Work request — Sift the listing for lines that hold the string "Provide" and pull them out.

<<<<

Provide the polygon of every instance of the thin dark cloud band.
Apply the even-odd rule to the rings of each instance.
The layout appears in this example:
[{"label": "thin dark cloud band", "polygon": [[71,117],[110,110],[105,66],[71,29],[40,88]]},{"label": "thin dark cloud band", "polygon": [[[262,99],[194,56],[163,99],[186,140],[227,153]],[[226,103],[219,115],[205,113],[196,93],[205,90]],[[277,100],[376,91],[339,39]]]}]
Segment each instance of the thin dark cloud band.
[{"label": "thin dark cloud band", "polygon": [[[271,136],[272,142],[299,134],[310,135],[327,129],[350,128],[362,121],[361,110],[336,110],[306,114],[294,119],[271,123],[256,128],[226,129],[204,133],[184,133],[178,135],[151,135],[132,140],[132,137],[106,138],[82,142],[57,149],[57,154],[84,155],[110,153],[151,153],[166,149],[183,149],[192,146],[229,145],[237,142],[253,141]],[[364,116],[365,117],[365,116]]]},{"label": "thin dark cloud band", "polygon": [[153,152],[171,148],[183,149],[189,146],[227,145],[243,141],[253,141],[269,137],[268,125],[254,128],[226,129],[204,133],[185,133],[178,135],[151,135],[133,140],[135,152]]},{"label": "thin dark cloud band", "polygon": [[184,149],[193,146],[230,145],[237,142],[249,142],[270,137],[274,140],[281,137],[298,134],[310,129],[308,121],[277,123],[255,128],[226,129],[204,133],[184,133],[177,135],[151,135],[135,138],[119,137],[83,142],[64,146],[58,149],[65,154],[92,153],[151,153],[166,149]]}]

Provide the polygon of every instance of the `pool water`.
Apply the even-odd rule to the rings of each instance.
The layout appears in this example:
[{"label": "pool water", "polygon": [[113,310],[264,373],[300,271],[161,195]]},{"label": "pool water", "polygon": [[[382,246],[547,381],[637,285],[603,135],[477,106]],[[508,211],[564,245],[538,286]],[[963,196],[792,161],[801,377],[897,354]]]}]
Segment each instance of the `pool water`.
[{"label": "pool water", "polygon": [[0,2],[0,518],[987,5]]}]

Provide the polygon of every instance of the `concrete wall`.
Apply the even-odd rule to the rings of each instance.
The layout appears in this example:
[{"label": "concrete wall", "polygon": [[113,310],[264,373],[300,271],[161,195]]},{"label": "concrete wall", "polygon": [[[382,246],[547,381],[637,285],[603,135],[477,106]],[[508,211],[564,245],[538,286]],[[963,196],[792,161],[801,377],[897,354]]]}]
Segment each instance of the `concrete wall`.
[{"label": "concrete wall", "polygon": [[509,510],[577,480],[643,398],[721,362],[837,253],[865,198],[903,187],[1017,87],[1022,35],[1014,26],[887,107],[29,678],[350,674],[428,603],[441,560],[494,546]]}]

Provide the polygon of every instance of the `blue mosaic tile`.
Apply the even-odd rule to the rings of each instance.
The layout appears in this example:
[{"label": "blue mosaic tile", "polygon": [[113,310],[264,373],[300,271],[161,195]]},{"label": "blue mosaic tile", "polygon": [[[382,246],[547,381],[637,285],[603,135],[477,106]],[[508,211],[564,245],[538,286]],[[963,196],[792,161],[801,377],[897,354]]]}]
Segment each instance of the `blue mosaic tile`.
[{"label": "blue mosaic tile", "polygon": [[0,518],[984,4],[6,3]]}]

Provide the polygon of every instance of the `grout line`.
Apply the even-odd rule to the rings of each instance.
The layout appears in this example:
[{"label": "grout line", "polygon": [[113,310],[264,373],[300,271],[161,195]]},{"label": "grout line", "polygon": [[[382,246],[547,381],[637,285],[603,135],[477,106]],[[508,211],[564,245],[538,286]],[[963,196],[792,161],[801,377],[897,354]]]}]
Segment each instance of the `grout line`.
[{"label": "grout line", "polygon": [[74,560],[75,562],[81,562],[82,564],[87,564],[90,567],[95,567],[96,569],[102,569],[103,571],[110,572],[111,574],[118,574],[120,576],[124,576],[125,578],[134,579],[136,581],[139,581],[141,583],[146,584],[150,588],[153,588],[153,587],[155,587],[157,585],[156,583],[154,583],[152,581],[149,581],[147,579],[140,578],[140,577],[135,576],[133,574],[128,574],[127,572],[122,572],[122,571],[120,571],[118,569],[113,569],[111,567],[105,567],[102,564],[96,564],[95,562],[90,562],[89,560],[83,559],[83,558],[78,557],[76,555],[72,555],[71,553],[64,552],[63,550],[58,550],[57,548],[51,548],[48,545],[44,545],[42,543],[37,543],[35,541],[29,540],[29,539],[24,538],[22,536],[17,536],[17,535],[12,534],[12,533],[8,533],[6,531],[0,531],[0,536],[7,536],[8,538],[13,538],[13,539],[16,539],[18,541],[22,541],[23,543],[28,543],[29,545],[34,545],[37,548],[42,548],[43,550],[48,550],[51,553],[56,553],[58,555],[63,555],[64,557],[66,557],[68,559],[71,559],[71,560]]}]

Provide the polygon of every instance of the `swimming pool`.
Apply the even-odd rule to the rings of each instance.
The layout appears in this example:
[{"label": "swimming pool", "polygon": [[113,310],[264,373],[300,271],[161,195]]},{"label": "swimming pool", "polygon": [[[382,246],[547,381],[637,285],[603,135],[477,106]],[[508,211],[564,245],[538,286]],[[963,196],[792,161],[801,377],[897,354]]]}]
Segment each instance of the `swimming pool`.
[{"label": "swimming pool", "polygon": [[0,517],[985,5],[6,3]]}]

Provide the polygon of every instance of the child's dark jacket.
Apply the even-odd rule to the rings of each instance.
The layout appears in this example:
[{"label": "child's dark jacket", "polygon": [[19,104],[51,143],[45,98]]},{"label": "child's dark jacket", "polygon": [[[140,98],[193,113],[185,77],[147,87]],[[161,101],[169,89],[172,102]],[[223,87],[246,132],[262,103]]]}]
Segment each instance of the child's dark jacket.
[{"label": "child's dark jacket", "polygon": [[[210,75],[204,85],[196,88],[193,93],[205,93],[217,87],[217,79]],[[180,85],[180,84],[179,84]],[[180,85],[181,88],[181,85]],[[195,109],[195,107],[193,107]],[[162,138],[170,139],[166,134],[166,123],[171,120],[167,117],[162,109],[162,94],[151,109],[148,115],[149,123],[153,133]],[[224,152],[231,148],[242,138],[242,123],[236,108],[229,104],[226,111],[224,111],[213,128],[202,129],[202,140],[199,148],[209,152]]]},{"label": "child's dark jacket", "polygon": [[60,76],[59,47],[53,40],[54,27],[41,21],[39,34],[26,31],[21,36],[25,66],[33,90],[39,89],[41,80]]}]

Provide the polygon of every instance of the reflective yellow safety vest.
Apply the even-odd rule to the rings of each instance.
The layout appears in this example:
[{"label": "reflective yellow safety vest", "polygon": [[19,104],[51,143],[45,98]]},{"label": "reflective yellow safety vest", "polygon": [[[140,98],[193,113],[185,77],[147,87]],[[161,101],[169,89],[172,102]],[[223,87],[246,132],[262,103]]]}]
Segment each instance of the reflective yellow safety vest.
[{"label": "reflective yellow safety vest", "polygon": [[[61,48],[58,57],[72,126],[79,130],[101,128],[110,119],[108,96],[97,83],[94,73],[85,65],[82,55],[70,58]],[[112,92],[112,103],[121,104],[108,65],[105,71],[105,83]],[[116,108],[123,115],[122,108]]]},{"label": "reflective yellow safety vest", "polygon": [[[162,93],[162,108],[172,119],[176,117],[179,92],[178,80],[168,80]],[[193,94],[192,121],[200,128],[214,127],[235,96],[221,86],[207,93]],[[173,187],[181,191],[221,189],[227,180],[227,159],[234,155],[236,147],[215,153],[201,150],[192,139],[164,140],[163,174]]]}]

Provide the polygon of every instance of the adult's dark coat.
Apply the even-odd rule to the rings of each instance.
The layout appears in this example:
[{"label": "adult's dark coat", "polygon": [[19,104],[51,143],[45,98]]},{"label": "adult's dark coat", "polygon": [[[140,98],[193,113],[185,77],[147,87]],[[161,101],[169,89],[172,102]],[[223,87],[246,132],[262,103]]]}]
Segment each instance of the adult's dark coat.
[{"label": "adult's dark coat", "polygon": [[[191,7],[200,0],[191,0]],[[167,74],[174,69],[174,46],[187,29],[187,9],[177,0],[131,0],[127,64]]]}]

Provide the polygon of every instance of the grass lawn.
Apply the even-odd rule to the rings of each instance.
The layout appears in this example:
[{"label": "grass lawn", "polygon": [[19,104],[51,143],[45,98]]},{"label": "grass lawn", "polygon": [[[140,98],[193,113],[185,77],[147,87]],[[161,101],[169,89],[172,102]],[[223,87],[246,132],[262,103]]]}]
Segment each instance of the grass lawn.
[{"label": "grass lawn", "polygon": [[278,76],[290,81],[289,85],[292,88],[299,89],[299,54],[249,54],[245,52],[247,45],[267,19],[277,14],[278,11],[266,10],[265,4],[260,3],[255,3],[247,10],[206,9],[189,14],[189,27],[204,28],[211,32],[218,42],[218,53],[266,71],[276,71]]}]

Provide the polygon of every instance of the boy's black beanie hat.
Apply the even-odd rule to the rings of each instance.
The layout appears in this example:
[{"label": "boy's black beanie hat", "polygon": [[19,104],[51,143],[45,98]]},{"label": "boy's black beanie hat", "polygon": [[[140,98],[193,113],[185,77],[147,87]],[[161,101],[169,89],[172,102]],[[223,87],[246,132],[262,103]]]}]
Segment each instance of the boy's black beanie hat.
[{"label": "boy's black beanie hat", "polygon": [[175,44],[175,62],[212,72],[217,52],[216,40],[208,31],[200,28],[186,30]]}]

>>>>

Solution —
Provide the polygon of every instance of the thin dark cloud band.
Provide the polygon of every instance of the `pool water`.
Provide the polygon of every instance of the `concrete wall`.
Provide the polygon of every instance of the `blue mosaic tile`.
Provide the polygon of every instance of the `grout line`.
Provide the polygon of every instance of the `swimming pool`.
Provide the polygon of every instance of the child's dark jacket.
Provide the polygon of every instance of the reflective yellow safety vest.
Provide the polygon of every instance of the adult's dark coat.
Provide the polygon of every instance of the grass lawn.
Provide the polygon of every instance of the boy's black beanie hat.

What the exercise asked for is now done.